**Text extract**

= = = = = = =

When you search for pdf file, as default, SharePoint just looks for metadata and return search result with your expected. But the icon of pdf files display as unknow document type and important is SharePoint can not search within pdf content.
In this post, I will show you how to configure pdf icon in search result or document library and enable full text search for pdf content file.
1. Configure PDF Icon
– Download PDF Icon from Adobe website: http://www.adobe.com/images/pdficon_small.gif and save it to Images folder under 14 hive folder (In my case C:\Program Files\Common Files\Microsoft Shared\Web server extensions\14\Template\Images)
– Open Command Prompt and type IISRESET -Stop to stop IIS and edit Docicon.xml
– Navigate XML folder from C:\Program Files\Common Files\Microsoft Shared\Web Server extensions\14\Template\Xml and open Docicon.xml by NotePad
– Insert <mapping key=”pdf” value=”pdficon_small.gif ” /> within the <ByExtension> section
– Save and Run command IISRESET -Start
– Add PDF file to the supported file types list
- Open SharePoint Central Administration and login with Administrator permission
- Click on Manage service applications link under Application Management section
- Click on Search Service Application
- In the Search Administration configuration page, click on File Types link from left sidebar
- Select “New File Type”
- In File extension textbox, type PDF and then click OK
- Come back to file types list, confirm that PDF file in the list and show with pdf icon.
2. Install Adobe PDF iFilter
– As you know, PDF file is the standard and published by Adobe, that is the reason why SharePoint is not include as default of search. Adobe released Adobe PDF iFilter 9 for 64-bit platforms, which will allow searching PDF files on Microsoft Windows 64-bit platforms for desktop search, Microsoft Office SharePoint Server, Microsoft Exchange Server, and Microsoft SQL Server… More information and download you can visit http://www.adobe.com/support/downloads/detail.jsp?ftpID=4025 for iFilter verson 9
– Download and install PDFiFilter64installer.exe
– Follow installation instructions to complete install and configure SharePoint server to enable PDF indexing. This instructions is used for SharePoint 2007 but it nearly same on SharePoint 2010.
– Finally, Login Central Admin, Navigate Manage Service Application -> Search Service Application -> Select Content Source and Start Full Crawl. You have to run full crawl because SharePoint indexes file name in old file type extension list if you run Incremental Crawl, so that when a new file type is added, it’s required to perform a full crawl to identify all file type in new list.

= = = = = = =

**Data records**
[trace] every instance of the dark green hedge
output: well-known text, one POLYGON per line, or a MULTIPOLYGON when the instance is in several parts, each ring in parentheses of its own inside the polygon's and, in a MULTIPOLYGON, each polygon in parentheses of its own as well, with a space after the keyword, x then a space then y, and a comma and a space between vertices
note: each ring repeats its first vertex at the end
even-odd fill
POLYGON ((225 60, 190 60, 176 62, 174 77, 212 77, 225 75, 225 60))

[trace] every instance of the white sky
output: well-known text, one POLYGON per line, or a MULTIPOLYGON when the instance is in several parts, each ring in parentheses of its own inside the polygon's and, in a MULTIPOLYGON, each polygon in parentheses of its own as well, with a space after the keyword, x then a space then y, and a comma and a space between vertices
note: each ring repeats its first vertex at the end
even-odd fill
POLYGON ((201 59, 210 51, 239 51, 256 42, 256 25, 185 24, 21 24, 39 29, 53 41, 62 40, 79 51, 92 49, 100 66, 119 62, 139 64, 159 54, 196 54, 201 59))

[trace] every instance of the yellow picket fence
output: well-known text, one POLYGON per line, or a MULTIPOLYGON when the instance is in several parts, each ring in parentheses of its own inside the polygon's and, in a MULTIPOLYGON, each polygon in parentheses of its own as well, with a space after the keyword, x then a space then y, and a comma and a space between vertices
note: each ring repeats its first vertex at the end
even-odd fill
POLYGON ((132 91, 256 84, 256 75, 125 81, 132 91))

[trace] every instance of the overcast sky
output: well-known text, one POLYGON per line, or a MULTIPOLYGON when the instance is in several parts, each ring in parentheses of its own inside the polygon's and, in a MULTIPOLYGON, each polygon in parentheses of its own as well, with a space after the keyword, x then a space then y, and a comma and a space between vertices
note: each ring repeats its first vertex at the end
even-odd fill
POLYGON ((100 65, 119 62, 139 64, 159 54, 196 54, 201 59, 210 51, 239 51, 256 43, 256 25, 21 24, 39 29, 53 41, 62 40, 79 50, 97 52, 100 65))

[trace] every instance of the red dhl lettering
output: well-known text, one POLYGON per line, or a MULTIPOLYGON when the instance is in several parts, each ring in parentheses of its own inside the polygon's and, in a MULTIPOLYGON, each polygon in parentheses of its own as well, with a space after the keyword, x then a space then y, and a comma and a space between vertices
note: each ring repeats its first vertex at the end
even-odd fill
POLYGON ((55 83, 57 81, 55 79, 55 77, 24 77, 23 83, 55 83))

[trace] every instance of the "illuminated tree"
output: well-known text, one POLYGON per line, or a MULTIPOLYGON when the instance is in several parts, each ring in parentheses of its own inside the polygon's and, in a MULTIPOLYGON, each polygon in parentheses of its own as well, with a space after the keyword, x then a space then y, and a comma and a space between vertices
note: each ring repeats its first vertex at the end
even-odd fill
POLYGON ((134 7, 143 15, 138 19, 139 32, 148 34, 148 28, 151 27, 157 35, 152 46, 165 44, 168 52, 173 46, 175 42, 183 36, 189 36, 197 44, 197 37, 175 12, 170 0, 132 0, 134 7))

= = = = = = =

Retype the passage of the SharePoint PDF guide from "In this post, I" up to and including "Shared\Web server extensions\14\Template\Images)", with the wording unchanged. The lines above play no part in what comes next.

**Exercise solution**
In this post, I will show you how to configure pdf icon in search result or document library and enable full text search for pdf content file.
1. Configure PDF Icon
– Download PDF Icon from Adobe website: http://www.adobe.com/images/pdficon_small.gif and save it to Images folder under 14 hive folder (In my case C:\Program Files\Common Files\Microsoft Shared\Web server extensions\14\Template\Images)